→ **Excerpt to read**:
◆ ◆ ◆

How a holiday improves your life
Holidays can help people live longer, according to “The Holiday Health Experiment” conducted by luxury tour operator Kuoni and Nuffield Health, the UK’s largest healthcare charity. The Holiday Health Experiment found that those who took part benefited from lower blood pressure, improved sleep quality and improved stress management, with the effects continuing for at least two weeks after returning home.
The study, the first of its kind, set out to establish whether the much-discussed ‘feel good factor‘ generated by vacations is based on physical and psychological fact.
Participants were divided into a travel group and a non-travel group and all had stress-resilience testing and a 360+ Health Assessment by Nuffield Health. This was carried out alongside psychotherapeutic tests conducted by psychotherapist Christine Webber.
“For the first time, our clinical results show how holidays helped these couples reduce their blood pressure, improve their sleep and manage their stress levels better,” said Dr. Lucy Goundry Nuffield Health, Medical Director, Wellbeing.
“These results clearly demonstrate that on holiday our resilience to stress (our ability to physically cope with stress) improves. Becoming more resilient to stress is hugely important as most of us will return back to stress when our holiday ends but being more resilient to it helps lay the foundations for improved productivity at work, better energy levels and ultimately happiness.
“As many as a third of workers do not take their full holiday entitlement each year, I urge everyone to ensure they plan their holidays carefully, working hard is important but so is taking time to rest and recuperate.”
Highlights of the findings of the Holiday Health Experiment:
- Blood Pressure: The average blood pressure of the holidaymakers dropped by a beneficial six per cent while the average of the non-holidaymakers went up over the same period by two per cent. (Avoiding high blood pressure is important to avert risk of stroke and heart attacks).
- Sleep: The sleep quality of the holidaymakers improved while that of the non-holidaymakers deteriorated. Holidaymakers saw a 17 per cent improvement while the average for non-holidaymakers reduced by 14 per cent. (Quality of sleep is important for the body to physically and mentally repair).
- Resilience to Stress: The ability to recover from stress (known as the stress-resilience test) saw an average improvement of 29 per cent among holidaymakers. This compared to a 71 per cent fall in stress resilience scores among the non-holidaymakers. (The higher the stress resilience score the better the body is recovering from stress efficiently).

◆ ◆ ◆

Copy out the whole article on how a holiday improves your life, word for word.

→ **Data provided**:
◆ ◆ ◆

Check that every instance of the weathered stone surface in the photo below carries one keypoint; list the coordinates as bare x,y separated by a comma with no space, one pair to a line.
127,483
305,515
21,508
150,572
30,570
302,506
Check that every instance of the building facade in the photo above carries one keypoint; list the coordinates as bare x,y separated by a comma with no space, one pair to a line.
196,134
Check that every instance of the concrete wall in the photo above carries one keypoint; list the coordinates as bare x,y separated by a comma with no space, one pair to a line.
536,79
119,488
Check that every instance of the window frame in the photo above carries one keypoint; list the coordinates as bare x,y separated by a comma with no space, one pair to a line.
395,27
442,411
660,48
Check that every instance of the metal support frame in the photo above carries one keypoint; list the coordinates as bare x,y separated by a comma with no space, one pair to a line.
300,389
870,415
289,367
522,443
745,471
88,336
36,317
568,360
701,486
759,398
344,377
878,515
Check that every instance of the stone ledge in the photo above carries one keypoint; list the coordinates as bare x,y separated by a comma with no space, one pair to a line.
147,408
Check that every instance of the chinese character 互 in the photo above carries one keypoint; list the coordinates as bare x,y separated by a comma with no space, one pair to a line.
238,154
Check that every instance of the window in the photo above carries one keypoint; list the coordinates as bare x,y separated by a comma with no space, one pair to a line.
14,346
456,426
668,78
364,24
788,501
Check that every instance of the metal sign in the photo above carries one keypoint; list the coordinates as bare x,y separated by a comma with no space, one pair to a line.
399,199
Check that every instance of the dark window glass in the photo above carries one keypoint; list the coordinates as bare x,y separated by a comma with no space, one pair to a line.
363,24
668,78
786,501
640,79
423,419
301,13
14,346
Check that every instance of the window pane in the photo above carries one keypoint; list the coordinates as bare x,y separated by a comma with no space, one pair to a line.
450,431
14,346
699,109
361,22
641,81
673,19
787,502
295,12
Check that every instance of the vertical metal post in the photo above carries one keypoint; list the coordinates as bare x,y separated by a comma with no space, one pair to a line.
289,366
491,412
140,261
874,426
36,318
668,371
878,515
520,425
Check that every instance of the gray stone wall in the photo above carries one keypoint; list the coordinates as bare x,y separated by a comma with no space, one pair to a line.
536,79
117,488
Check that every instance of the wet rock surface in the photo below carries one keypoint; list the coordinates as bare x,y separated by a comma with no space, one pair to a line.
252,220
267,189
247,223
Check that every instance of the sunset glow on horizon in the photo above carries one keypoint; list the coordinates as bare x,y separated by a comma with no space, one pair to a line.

◆ ◆ ◆

→ **Response below**:
How a holiday improves your life
Holidays can help people live longer, according to “The Holiday Health Experiment” conducted by luxury tour operator Kuoni and Nuffield Health, the UK’s largest healthcare charity. The Holiday Health Experiment found that those who took part benefited from lower blood pressure, improved sleep quality and improved stress management, with the effects continuing for at least two weeks after returning home.
The study, the first of its kind, set out to establish whether the much-discussed ‘feel good factor‘ generated by vacations is based on physical and psychological fact.
Participants were divided into a travel group and a non-travel group and all had stress-resilience testing and a 360+ Health Assessment by Nuffield Health. This was carried out alongside psychotherapeutic tests conducted by psychotherapist Christine Webber.
“For the first time, our clinical results show how holidays helped these couples reduce their blood pressure, improve their sleep and manage their stress levels better,” said Dr. Lucy Goundry Nuffield Health, Medical Director, Wellbeing.
“These results clearly demonstrate that on holiday our resilience to stress (our ability to physically cope with stress) improves. Becoming more resilient to stress is hugely important as most of us will return back to stress when our holiday ends but being more resilient to it helps lay the foundations for improved productivity at work, better energy levels and ultimately happiness.
“As many as a third of workers do not take their full holiday entitlement each year, I urge everyone to ensure they plan their holidays carefully, working hard is important but so is taking time to rest and recuperate.”
Highlights of the findings of the Holiday Health Experiment:
- Blood Pressure: The average blood pressure of the holidaymakers dropped by a beneficial six per cent while the average of the non-holidaymakers went up over the same period by two per cent. (Avoiding high blood pressure is important to avert risk of stroke and heart attacks).
- Sleep: The sleep quality of the holidaymakers improved while that of the non-holidaymakers deteriorated. Holidaymakers saw a 17 per cent improvement while the average for non-holidaymakers reduced by 14 per cent. (Quality of sleep is important for the body to physically and mentally repair).
- Resilience to Stress: The ability to recover from stress (known as the stress-resilience test) saw an average improvement of 29 per cent among holidaymakers. This compared to a 71 per cent fall in stress resilience scores among the non-holidaymakers. (The higher the stress resilience score the better the body is recovering from stress efficiently).